» TEXTE SOURCE
◇ ◇ ◇ ◇ ◇

Your cart is currently empty!
Sanction record contre Amazon au titre du déséquilibre significatif créé au détriment de ses revendeurs. Suite à une enquête de la DGCCRF, le Ministre des finances a poursuivi et obtenu la condamnation in solidum des trois sociétés du Groupe Amazon en responsabilité quasi-délictuelle pour des pratiques constatées.
L’article L.442-6 1 2° du code de commerce prévoit que « engage la responsabilité de son auteur, et l’oblige à réparer le préjudice causé, le fait, par tout commerçant : 2° de soumettre ou tenter de soumettre un partenaire commercial à des obligations créant un déséquilibre significatif dans les droits et obligations des parties. ».
Les contrats conclus avec Amazon stipulent bien une clause attributive de compétence au Luxembourg où elle est domiciliée (application de l’article 4.1 du Règlement européen dit Rome Il du 11 juillet 2007). Toutefois, le Ministre a agi sur le fondement de la responsabilité délictuelle et d’autre part que, en tant que garant de l’ordre public économique sur le territoire national, l’article L.442-6 étant une loi de police, il bénéficie pour se faire d’une action autonome de protection du fonctionnement du marché national et de la concurrence, action qui n’est pas soumise au consentement des cocontractants et notamment du fournisseur de la prestation de services.

◇ ◇ ◇ ◇ ◇

» CONSIGNE
Selon le texte ci-dessus sur la sanction d'Amazon, pourquoi la clause attributive de compétence au Luxembourg n'a-t-elle pas fait obstacle à l'action du Ministre ? Répondez en une à trois phrases.

(Éléments stockés du jeu de données)

◇ ◇ ◇ ◇ ◇

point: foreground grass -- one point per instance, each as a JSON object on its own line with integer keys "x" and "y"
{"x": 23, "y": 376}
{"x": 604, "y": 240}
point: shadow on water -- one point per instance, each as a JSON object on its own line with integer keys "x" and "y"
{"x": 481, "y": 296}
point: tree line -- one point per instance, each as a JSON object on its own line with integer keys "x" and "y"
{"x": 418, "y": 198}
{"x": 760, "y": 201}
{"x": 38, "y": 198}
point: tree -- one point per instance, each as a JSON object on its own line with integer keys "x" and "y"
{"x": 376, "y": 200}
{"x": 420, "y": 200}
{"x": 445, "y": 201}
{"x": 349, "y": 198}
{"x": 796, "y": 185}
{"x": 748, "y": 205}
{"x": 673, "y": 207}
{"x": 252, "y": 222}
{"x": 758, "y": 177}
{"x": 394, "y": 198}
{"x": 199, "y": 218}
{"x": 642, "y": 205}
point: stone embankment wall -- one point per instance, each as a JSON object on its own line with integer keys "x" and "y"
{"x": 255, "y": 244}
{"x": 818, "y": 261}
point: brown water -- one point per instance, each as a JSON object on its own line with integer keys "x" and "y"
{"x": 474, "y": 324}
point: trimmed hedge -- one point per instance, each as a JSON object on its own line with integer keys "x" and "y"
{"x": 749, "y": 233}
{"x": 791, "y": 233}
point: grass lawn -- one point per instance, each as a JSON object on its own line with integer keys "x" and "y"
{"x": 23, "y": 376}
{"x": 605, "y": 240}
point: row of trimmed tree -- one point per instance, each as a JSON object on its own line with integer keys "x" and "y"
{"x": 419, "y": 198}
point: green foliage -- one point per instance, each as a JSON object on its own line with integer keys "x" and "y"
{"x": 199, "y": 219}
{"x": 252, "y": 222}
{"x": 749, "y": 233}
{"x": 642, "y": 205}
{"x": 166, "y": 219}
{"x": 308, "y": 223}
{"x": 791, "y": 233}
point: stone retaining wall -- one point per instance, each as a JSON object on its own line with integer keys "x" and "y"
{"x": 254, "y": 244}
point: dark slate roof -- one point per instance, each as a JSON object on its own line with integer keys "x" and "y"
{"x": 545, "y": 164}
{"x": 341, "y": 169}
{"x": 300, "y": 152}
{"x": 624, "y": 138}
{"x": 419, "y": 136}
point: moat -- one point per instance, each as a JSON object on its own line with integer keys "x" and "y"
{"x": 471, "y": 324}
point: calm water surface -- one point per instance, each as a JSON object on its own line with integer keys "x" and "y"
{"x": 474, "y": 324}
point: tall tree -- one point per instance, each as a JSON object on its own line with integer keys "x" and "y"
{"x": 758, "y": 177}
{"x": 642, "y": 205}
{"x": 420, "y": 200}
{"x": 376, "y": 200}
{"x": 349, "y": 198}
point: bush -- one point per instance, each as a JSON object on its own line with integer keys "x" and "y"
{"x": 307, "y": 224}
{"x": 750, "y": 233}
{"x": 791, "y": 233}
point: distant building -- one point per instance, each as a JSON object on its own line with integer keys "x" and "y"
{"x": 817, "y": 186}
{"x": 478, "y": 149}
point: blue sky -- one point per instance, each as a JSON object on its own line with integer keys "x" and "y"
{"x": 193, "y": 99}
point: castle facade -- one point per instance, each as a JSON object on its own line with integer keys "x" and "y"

◇ ◇ ◇ ◇ ◇

» RÉSULTAT ATTENDU
Le Ministre a agi sur le fondement de la responsabilité délictuelle. De plus, en tant que garant de l'ordre public économique sur le territoire national, et l'article L.442-6 étant une loi de police, il bénéficie d'une action autonome de protection du fonctionnement du marché national et de la concurrence, qui n'est pas soumise au consentement des cocontractants.